→ About this task:
In the entries below, find every line with "twig" and copy it.

→ Data to examine:

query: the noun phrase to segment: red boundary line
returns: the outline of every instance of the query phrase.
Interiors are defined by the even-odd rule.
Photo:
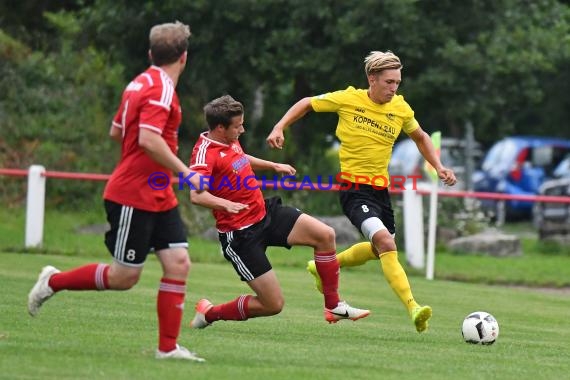
[[[28,170],[26,169],[2,169],[0,168],[0,175],[12,176],[12,177],[27,177]],[[73,172],[61,172],[61,171],[51,171],[46,170],[43,175],[46,178],[59,178],[59,179],[74,179],[74,180],[86,180],[86,181],[107,181],[111,175],[110,174],[96,174],[96,173],[73,173]],[[178,183],[178,178],[173,178],[174,183]],[[271,184],[258,180],[258,185],[264,189],[283,189],[283,186],[279,182],[271,182]],[[318,189],[316,186],[310,186],[303,182],[285,182],[287,187],[285,190],[291,190],[294,186],[295,190],[313,190],[313,191],[338,191],[342,188],[340,184],[332,184],[330,189]],[[329,184],[320,184],[321,187],[328,187]],[[425,189],[416,190],[421,195],[429,195],[431,192]],[[390,189],[393,194],[401,194],[402,189]],[[444,197],[455,197],[455,198],[477,198],[477,199],[497,199],[497,200],[517,200],[526,202],[549,202],[549,203],[569,203],[570,197],[562,196],[550,196],[550,195],[510,195],[501,193],[484,193],[484,192],[474,192],[474,191],[454,191],[454,190],[439,190],[438,195]]]

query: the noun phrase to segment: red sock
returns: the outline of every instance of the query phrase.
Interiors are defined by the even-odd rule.
[[[340,267],[336,260],[336,252],[315,252],[315,265],[323,284],[325,307],[337,307],[340,297],[338,295],[338,275]]]
[[[206,321],[245,321],[249,318],[249,299],[252,296],[239,296],[233,301],[214,305],[205,315]]]
[[[108,264],[87,264],[52,275],[48,285],[54,292],[60,290],[105,290],[109,289],[108,273]]]
[[[185,281],[164,277],[160,280],[156,311],[158,313],[158,349],[162,352],[170,352],[176,348],[185,295]]]

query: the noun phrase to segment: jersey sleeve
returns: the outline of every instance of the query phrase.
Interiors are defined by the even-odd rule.
[[[215,152],[208,149],[208,145],[206,140],[198,141],[190,157],[190,169],[204,176],[212,175],[216,164]]]
[[[412,116],[411,119],[404,120],[404,125],[402,126],[402,129],[404,130],[404,132],[406,134],[409,135],[410,133],[412,133],[413,131],[415,131],[419,127],[420,127],[420,123],[418,123],[416,118]]]
[[[123,97],[121,99],[121,104],[119,105],[119,109],[117,109],[117,112],[115,113],[115,117],[113,117],[113,121],[111,122],[113,127],[116,128],[121,128],[123,129],[125,126],[125,117],[126,117],[126,112],[125,112],[125,102],[126,102],[126,96],[125,93],[123,92]]]
[[[141,103],[139,128],[162,134],[170,115],[173,97],[174,87],[168,82],[149,88]]]
[[[403,114],[404,114],[403,115],[404,122],[402,124],[402,130],[409,135],[410,133],[412,133],[413,131],[415,131],[420,127],[420,123],[418,123],[418,121],[414,116],[414,110],[404,100],[403,96],[401,97],[401,101],[402,101],[401,107],[403,108]]]
[[[313,96],[311,98],[311,106],[315,112],[337,112],[346,99],[346,90],[327,92],[326,94]]]

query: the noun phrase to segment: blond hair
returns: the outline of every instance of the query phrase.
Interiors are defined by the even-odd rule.
[[[390,50],[371,51],[366,58],[364,58],[364,71],[366,75],[377,74],[384,70],[401,69],[404,67],[400,62],[400,58],[392,53]]]
[[[188,50],[190,27],[180,21],[155,25],[150,29],[152,63],[157,66],[176,62]]]

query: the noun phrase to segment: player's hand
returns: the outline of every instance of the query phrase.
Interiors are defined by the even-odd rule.
[[[453,170],[451,169],[442,167],[437,171],[437,176],[447,186],[453,186],[457,183],[457,178],[455,178],[455,173],[453,173]]]
[[[249,206],[245,205],[243,203],[237,203],[237,202],[232,202],[232,201],[228,201],[224,205],[225,211],[229,212],[230,214],[237,214],[238,212],[240,212],[241,210],[244,210],[246,208],[249,208]]]
[[[273,127],[273,130],[265,139],[267,144],[271,148],[283,149],[283,144],[285,143],[285,136],[283,136],[283,130],[281,128]]]
[[[295,175],[297,169],[287,164],[275,164],[275,171],[279,174]]]

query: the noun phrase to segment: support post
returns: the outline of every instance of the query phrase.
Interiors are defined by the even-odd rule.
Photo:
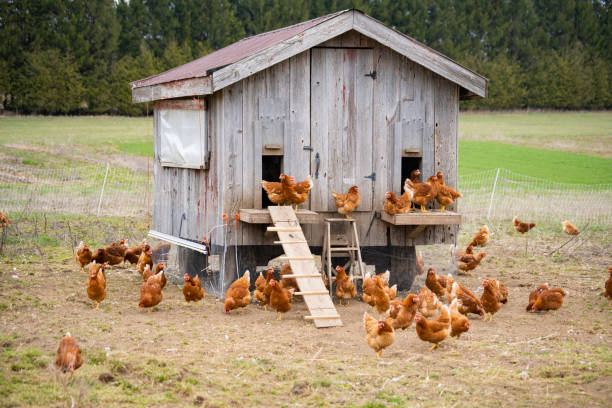
[[[104,187],[106,187],[106,179],[108,178],[108,169],[110,165],[106,163],[106,174],[104,174],[104,183],[102,183],[102,191],[100,191],[100,199],[98,200],[98,217],[100,216],[100,208],[102,208],[102,196],[104,195]]]
[[[493,197],[495,197],[495,188],[497,187],[497,179],[499,178],[499,167],[495,174],[495,182],[493,183],[493,191],[491,191],[491,201],[489,201],[489,211],[487,211],[487,220],[491,218],[491,208],[493,207]]]

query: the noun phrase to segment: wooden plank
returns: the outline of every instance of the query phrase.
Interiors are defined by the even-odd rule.
[[[181,79],[151,86],[132,88],[132,103],[159,101],[212,93],[212,77]]]
[[[301,228],[282,228],[282,227],[268,227],[267,231],[271,232],[299,232],[302,231]]]
[[[319,274],[319,278],[321,278],[321,274]],[[323,290],[323,291],[319,290],[319,291],[311,291],[311,292],[293,292],[293,294],[296,296],[328,295],[327,290]]]
[[[221,68],[213,73],[213,91],[225,88],[256,72],[306,51],[323,41],[347,32],[353,25],[353,13],[347,11],[317,24],[285,41]]]
[[[340,319],[340,315],[329,315],[329,316],[304,316],[304,320],[317,320],[317,319]]]
[[[308,258],[308,260],[311,260],[312,258]],[[289,279],[289,278],[320,278],[321,274],[320,273],[313,273],[313,274],[305,274],[305,275],[295,275],[295,274],[289,274],[289,275],[283,275],[283,279]]]
[[[386,27],[384,24],[361,12],[355,12],[353,29],[474,94],[486,98],[488,81],[485,77],[462,67],[426,45]]]
[[[242,82],[223,90],[222,212],[234,217],[242,201]],[[242,244],[242,237],[238,245]]]
[[[294,211],[289,206],[277,206],[270,207],[269,209],[271,217],[274,219],[275,226],[297,226],[298,220],[295,217]],[[287,241],[290,239],[300,239],[304,238],[302,233],[288,233],[288,232],[279,232],[278,237],[281,241]],[[307,255],[311,255],[310,248],[308,244],[300,244],[300,245],[286,245],[283,246],[285,254],[292,257],[305,257]],[[295,275],[311,275],[314,273],[318,273],[319,271],[316,268],[314,260],[303,261],[303,262],[295,262],[289,261],[291,265],[291,269],[293,270],[293,274]],[[311,315],[337,315],[338,312],[331,300],[331,297],[327,293],[325,285],[323,284],[323,280],[321,278],[310,278],[310,279],[299,279],[298,287],[300,292],[308,293],[308,292],[324,292],[325,294],[312,294],[308,295],[304,298],[308,310],[310,310]],[[314,320],[316,327],[330,327],[330,326],[339,326],[342,325],[341,320]]]
[[[272,207],[270,207],[272,208]],[[268,209],[241,208],[239,211],[240,221],[250,224],[271,224],[272,217]],[[297,219],[300,224],[317,224],[321,217],[314,211],[299,209]]]
[[[352,184],[359,186],[359,194],[361,195],[361,205],[358,211],[372,211],[373,181],[366,177],[374,171],[372,157],[374,80],[365,75],[374,71],[374,52],[372,50],[355,51],[355,77],[353,79],[355,104],[354,106],[351,105],[349,119],[355,127],[352,139],[355,161],[350,163],[350,166],[355,178]],[[347,189],[342,193],[347,192],[351,186],[345,185],[345,187]]]
[[[327,211],[327,194],[329,184],[328,167],[328,121],[326,89],[326,72],[328,69],[327,54],[324,50],[313,49],[311,52],[311,146],[310,168],[314,185],[310,192],[310,208],[313,211]],[[318,155],[318,160],[317,160]],[[318,163],[318,164],[317,164]],[[316,171],[318,169],[318,172]]]
[[[459,225],[461,224],[461,214],[445,211],[443,213],[430,212],[408,213],[389,215],[383,211],[381,214],[383,221],[392,225]]]

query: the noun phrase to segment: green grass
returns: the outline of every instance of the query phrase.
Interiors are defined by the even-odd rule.
[[[152,155],[153,119],[118,116],[0,117],[0,145],[81,145],[91,153]],[[123,147],[121,147],[123,146]]]
[[[461,113],[459,139],[612,158],[612,112]]]
[[[459,142],[459,174],[497,167],[564,183],[612,183],[612,159],[499,142]]]

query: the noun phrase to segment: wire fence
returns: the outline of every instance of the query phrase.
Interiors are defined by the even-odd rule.
[[[0,164],[0,208],[32,213],[146,217],[152,177],[108,164],[31,169]]]
[[[526,221],[612,224],[612,184],[568,184],[507,169],[459,177],[459,212],[466,222]]]
[[[464,222],[612,224],[612,184],[567,184],[506,169],[459,177]],[[153,177],[108,164],[32,169],[0,164],[0,209],[4,212],[150,217]]]

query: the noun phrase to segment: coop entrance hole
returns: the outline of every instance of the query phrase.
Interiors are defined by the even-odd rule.
[[[410,172],[415,169],[421,170],[421,181],[427,179],[421,168],[422,157],[402,157],[402,179],[400,180],[400,194],[404,192],[404,181],[410,177]]]
[[[283,156],[261,156],[261,179],[265,181],[276,181],[282,173],[283,169]],[[268,194],[262,188],[261,189],[261,208],[266,208],[273,204],[268,198]]]

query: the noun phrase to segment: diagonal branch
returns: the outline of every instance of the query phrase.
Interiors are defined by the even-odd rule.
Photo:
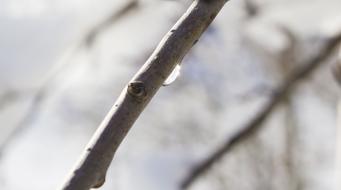
[[[332,73],[335,77],[335,80],[338,82],[339,87],[341,87],[341,49],[339,51],[338,60],[332,65]],[[337,116],[336,116],[336,183],[335,189],[341,188],[341,99],[339,98],[337,103]]]
[[[105,29],[109,26],[113,25],[115,22],[119,21],[120,19],[124,18],[132,10],[135,10],[138,7],[137,0],[130,0],[126,2],[123,7],[121,7],[118,11],[114,11],[108,18],[104,19],[102,22],[98,23],[94,26],[79,42],[80,45],[77,47],[90,47],[98,35],[100,35]],[[70,55],[73,54],[73,51],[77,51],[78,49],[73,49]],[[66,56],[68,57],[68,56]],[[42,82],[40,87],[34,92],[32,95],[32,100],[30,103],[29,108],[27,109],[27,113],[19,119],[18,124],[14,127],[14,129],[5,137],[4,140],[0,142],[0,159],[1,153],[12,143],[12,141],[24,131],[28,130],[28,124],[31,123],[36,117],[38,113],[41,111],[41,107],[43,106],[43,102],[46,100],[48,92],[51,88],[51,82],[54,80],[58,74],[63,72],[65,69],[68,68],[71,62],[61,61],[61,64],[57,64],[54,68],[50,70],[46,79]],[[14,94],[15,93],[15,94]],[[5,107],[10,101],[20,96],[19,92],[12,92],[6,93],[3,97],[0,97],[0,110]]]
[[[275,95],[268,101],[259,113],[244,126],[239,132],[229,138],[221,147],[219,147],[213,154],[196,165],[190,174],[183,181],[182,188],[187,189],[195,180],[202,176],[209,170],[214,163],[219,161],[224,154],[231,151],[249,137],[255,135],[262,128],[263,122],[268,118],[272,111],[278,106],[286,95],[290,93],[300,80],[308,77],[315,71],[322,63],[326,61],[337,49],[341,41],[341,34],[327,40],[325,47],[312,59],[308,60],[304,66],[294,71],[282,85],[275,91]]]
[[[67,177],[63,190],[102,186],[112,158],[135,120],[225,3],[226,0],[195,0],[192,3],[124,88]]]
[[[6,90],[5,93],[0,95],[0,111],[8,104],[12,103],[19,97],[19,92],[15,90]]]
[[[86,35],[82,43],[86,46],[91,46],[96,37],[102,33],[105,29],[109,28],[113,23],[117,20],[121,19],[125,16],[128,12],[135,10],[138,8],[138,1],[137,0],[130,0],[128,1],[120,10],[117,12],[113,12],[109,15],[108,18],[104,19],[102,22],[98,23],[94,28],[92,28]]]

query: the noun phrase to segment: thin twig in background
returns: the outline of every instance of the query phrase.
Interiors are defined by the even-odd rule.
[[[102,186],[114,154],[133,123],[225,3],[226,0],[195,0],[192,3],[124,88],[62,185],[63,190]]]
[[[109,17],[107,17],[101,23],[97,24],[94,28],[92,28],[85,35],[85,38],[84,40],[82,40],[82,43],[85,44],[87,47],[90,47],[100,33],[102,33],[105,29],[107,29],[116,21],[120,20],[127,13],[131,12],[132,10],[135,10],[137,7],[138,1],[130,0],[120,10],[113,12]]]
[[[224,154],[231,151],[235,146],[241,144],[249,137],[255,135],[262,128],[263,122],[272,113],[274,108],[278,106],[288,93],[298,84],[298,82],[313,73],[322,63],[329,58],[341,41],[341,34],[328,39],[325,47],[312,59],[302,64],[301,68],[293,71],[293,73],[278,87],[275,95],[268,101],[259,111],[259,113],[247,123],[239,132],[229,138],[221,147],[205,160],[196,165],[183,180],[181,187],[187,189],[195,180],[209,170],[214,163],[219,161]]]
[[[19,97],[19,92],[14,90],[6,90],[0,96],[0,111],[5,109],[9,104],[17,100]]]
[[[281,52],[278,59],[278,65],[281,68],[281,73],[284,76],[289,76],[289,74],[295,69],[297,65],[297,54],[299,52],[298,39],[296,35],[289,30],[287,27],[279,26],[280,31],[286,35],[288,39],[288,46]],[[288,93],[286,97],[282,100],[282,105],[285,110],[285,153],[284,153],[284,163],[286,166],[286,172],[288,174],[288,189],[302,189],[302,184],[299,182],[300,174],[295,168],[295,140],[297,140],[297,124],[295,113],[293,112],[293,97],[292,93]]]
[[[332,73],[335,80],[338,82],[339,87],[341,87],[341,49],[339,51],[339,57],[335,64],[332,65]],[[339,98],[337,103],[337,115],[336,115],[336,176],[335,176],[335,189],[341,188],[341,99]]]
[[[244,6],[249,18],[253,18],[259,14],[259,5],[257,5],[253,0],[244,0]]]
[[[100,35],[100,33],[102,33],[109,26],[113,25],[115,22],[119,21],[128,12],[135,9],[137,6],[138,6],[137,0],[130,0],[129,2],[125,3],[123,5],[123,7],[120,8],[118,11],[115,11],[111,16],[109,16],[108,18],[106,18],[104,21],[100,22],[96,26],[94,26],[93,29],[91,29],[90,32],[87,33],[84,38],[82,38],[82,40],[80,41],[81,45],[78,47],[81,47],[84,44],[87,47],[91,46],[91,44],[94,42],[95,38],[98,35]],[[76,49],[74,49],[74,51],[77,51],[78,47],[76,47]],[[72,51],[68,55],[72,55],[74,51]],[[68,56],[66,56],[66,57],[68,58]],[[51,89],[51,82],[59,73],[61,73],[65,69],[67,69],[68,68],[67,66],[71,62],[67,62],[64,60],[64,61],[60,61],[60,63],[61,64],[58,64],[56,67],[51,69],[50,73],[48,74],[46,79],[44,79],[44,81],[42,82],[40,87],[38,87],[38,89],[34,92],[33,95],[30,95],[30,96],[32,96],[32,100],[30,101],[30,106],[26,111],[27,114],[25,114],[22,118],[19,118],[18,124],[14,127],[14,129],[6,137],[6,139],[2,141],[3,143],[0,144],[0,156],[1,156],[1,153],[6,149],[6,147],[12,143],[13,139],[15,139],[19,134],[22,134],[23,131],[28,129],[27,126],[37,117],[38,113],[41,110],[42,103],[46,99],[47,93]],[[16,92],[15,97],[20,96],[19,93],[24,93],[24,92]],[[6,99],[6,101],[8,98],[11,98],[11,100],[13,98],[15,98],[14,96],[10,96],[8,98],[7,97],[8,97],[7,94],[5,94],[4,98]],[[13,101],[15,101],[15,100],[13,100]],[[5,104],[7,104],[7,103],[9,103],[9,102],[5,102],[5,101],[0,100],[0,109],[3,106],[5,106]],[[2,104],[4,104],[4,105],[2,105]]]
[[[40,88],[36,94],[33,96],[31,100],[31,104],[27,109],[27,114],[23,116],[15,126],[15,128],[10,132],[10,134],[3,140],[3,143],[0,144],[0,155],[6,149],[6,147],[12,143],[12,140],[15,139],[19,134],[21,134],[26,126],[31,123],[33,119],[35,119],[37,112],[40,111],[41,102],[45,96],[45,88]]]

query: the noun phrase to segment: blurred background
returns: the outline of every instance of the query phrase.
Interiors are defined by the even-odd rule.
[[[60,186],[187,0],[0,0],[0,189]],[[104,190],[177,190],[257,117],[193,190],[340,190],[340,0],[231,0],[123,141]],[[294,86],[280,100],[282,84]]]

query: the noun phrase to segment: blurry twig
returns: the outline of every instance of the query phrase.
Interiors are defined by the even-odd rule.
[[[19,97],[19,92],[14,90],[7,90],[0,96],[0,110],[7,107],[8,104],[15,101]]]
[[[208,156],[205,160],[196,165],[189,173],[189,175],[182,182],[182,188],[188,188],[195,180],[209,170],[214,163],[220,160],[224,154],[231,151],[235,146],[241,144],[249,137],[255,135],[261,128],[263,122],[272,113],[274,108],[278,106],[282,100],[285,99],[288,93],[297,86],[298,82],[313,73],[322,63],[329,58],[338,44],[341,41],[341,34],[327,40],[325,47],[312,59],[304,63],[301,68],[294,70],[289,77],[278,87],[276,93],[272,98],[261,108],[259,113],[249,121],[235,135],[229,138],[221,147],[219,147],[213,154]]]
[[[119,11],[113,12],[108,18],[104,19],[101,23],[97,24],[93,29],[91,29],[86,35],[83,44],[90,47],[99,33],[103,32],[106,28],[111,26],[113,23],[121,19],[128,12],[138,7],[137,0],[128,1]]]
[[[80,42],[80,44],[86,44],[91,45],[94,42],[94,39],[99,35],[100,32],[102,32],[105,28],[112,25],[114,22],[121,19],[126,13],[128,13],[131,9],[137,7],[137,0],[130,0],[127,2],[120,10],[117,12],[115,11],[110,17],[99,23],[98,25],[94,26],[93,29],[90,30],[89,33],[85,35],[83,40]],[[77,50],[77,49],[75,49]],[[73,51],[71,52],[71,54]],[[66,56],[67,57],[67,56]],[[34,93],[30,106],[27,109],[27,114],[23,116],[23,118],[20,119],[19,123],[13,131],[9,134],[9,136],[4,140],[4,143],[0,144],[0,155],[1,152],[5,150],[5,148],[12,142],[13,139],[15,139],[18,134],[21,134],[24,129],[27,129],[26,126],[32,122],[36,118],[36,115],[41,110],[42,102],[46,98],[46,94],[48,93],[49,89],[51,88],[51,82],[53,79],[62,71],[64,71],[66,68],[68,68],[69,64],[66,63],[66,61],[61,61],[61,64],[56,65],[53,69],[51,69],[48,76],[44,79],[40,87],[36,90]],[[18,94],[16,94],[17,96]],[[13,99],[13,93],[5,94],[3,96],[3,101],[0,101],[0,108],[3,107],[5,104],[7,104],[7,100]]]
[[[25,127],[27,126],[28,123],[31,122],[36,116],[36,113],[39,112],[40,107],[41,107],[41,101],[44,97],[45,94],[45,88],[40,88],[37,92],[36,95],[33,96],[33,99],[31,100],[30,107],[28,108],[27,114],[20,119],[19,123],[17,126],[11,131],[11,133],[5,137],[6,139],[3,140],[0,144],[0,156],[2,152],[6,149],[6,147],[12,142],[13,139],[18,134],[21,134]]]
[[[335,80],[338,82],[339,87],[341,87],[341,49],[339,52],[338,60],[332,65],[332,73]],[[337,103],[337,115],[336,115],[336,188],[341,188],[341,99],[339,98]]]
[[[279,26],[280,31],[285,34],[288,39],[288,46],[281,52],[278,63],[281,67],[281,73],[284,73],[284,76],[290,76],[289,74],[296,69],[297,61],[297,52],[300,52],[297,47],[299,42],[296,35],[289,30],[287,27]],[[295,140],[297,133],[297,125],[295,121],[295,115],[293,113],[293,104],[292,97],[288,94],[282,100],[282,105],[285,110],[285,153],[284,153],[284,162],[286,166],[286,172],[288,174],[288,188],[289,189],[302,189],[302,184],[300,183],[300,175],[295,170]]]
[[[244,0],[244,6],[248,18],[255,17],[259,14],[260,7],[253,0]]]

→ Written answer:
query: the noun phrase to segment: thin twig in background
query: the noun phrase to segment: blurry twig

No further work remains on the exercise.